Your assignment - Everything from the line holding "2L69 302L38 452H66L79" through the last line below must be repeated exactly, and nothing else.

Material to process: Begin

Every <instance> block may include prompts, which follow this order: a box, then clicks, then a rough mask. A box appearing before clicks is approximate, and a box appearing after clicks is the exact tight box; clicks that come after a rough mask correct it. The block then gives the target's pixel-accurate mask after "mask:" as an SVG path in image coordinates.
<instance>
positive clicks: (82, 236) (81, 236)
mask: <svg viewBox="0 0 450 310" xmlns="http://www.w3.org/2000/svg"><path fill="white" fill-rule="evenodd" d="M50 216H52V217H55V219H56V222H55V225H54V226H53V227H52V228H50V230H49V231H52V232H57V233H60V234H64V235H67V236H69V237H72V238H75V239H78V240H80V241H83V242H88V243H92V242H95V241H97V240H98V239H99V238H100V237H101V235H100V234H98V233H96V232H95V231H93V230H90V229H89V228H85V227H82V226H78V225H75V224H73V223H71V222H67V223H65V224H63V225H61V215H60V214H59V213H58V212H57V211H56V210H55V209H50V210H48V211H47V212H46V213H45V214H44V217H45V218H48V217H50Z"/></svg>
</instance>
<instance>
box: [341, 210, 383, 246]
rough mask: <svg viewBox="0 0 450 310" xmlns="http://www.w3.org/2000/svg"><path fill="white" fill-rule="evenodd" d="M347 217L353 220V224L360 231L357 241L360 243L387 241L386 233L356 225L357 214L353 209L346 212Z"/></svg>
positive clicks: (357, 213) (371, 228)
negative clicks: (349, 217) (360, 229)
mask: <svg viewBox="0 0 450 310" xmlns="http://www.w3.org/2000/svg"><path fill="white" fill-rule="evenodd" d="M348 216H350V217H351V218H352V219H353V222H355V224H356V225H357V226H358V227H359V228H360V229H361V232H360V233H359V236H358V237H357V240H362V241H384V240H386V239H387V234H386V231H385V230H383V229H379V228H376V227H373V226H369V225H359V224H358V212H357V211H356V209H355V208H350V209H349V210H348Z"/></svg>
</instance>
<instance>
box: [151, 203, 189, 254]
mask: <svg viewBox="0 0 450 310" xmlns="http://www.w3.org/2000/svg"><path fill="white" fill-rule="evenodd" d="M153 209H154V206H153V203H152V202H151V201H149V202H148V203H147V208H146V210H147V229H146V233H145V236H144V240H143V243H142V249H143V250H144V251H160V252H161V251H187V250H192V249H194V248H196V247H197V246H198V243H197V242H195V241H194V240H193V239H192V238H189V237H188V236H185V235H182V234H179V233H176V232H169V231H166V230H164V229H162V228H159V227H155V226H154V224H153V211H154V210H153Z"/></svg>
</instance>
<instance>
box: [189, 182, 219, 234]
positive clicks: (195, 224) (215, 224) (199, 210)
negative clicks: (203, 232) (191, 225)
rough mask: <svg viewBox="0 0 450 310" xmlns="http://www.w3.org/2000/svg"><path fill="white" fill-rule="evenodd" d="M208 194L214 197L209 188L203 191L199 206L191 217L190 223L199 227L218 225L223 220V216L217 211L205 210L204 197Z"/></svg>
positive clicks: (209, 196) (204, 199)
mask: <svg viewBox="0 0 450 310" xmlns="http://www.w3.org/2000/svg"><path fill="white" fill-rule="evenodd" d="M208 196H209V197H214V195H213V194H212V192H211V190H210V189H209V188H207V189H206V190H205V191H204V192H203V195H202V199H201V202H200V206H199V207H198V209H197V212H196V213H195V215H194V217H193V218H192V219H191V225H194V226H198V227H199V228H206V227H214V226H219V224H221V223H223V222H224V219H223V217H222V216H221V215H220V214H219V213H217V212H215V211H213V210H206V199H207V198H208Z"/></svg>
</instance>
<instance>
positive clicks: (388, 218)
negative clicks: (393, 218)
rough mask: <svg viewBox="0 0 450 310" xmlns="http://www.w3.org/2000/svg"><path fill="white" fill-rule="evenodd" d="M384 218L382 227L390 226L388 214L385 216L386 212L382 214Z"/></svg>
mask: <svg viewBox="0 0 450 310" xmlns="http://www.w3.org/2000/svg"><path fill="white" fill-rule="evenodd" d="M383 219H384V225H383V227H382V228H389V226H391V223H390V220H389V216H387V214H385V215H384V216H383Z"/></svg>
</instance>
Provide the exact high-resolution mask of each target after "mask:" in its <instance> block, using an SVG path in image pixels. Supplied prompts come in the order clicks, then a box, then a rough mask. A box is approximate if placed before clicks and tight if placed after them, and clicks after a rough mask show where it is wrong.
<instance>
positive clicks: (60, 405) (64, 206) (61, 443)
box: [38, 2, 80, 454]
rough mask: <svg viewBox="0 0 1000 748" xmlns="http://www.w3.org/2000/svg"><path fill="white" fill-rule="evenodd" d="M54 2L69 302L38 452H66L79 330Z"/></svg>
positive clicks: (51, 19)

Material to process: End

Solution -
rough mask: <svg viewBox="0 0 1000 748" xmlns="http://www.w3.org/2000/svg"><path fill="white" fill-rule="evenodd" d="M54 2L69 302L38 452H66L79 330Z"/></svg>
positive clicks: (51, 19)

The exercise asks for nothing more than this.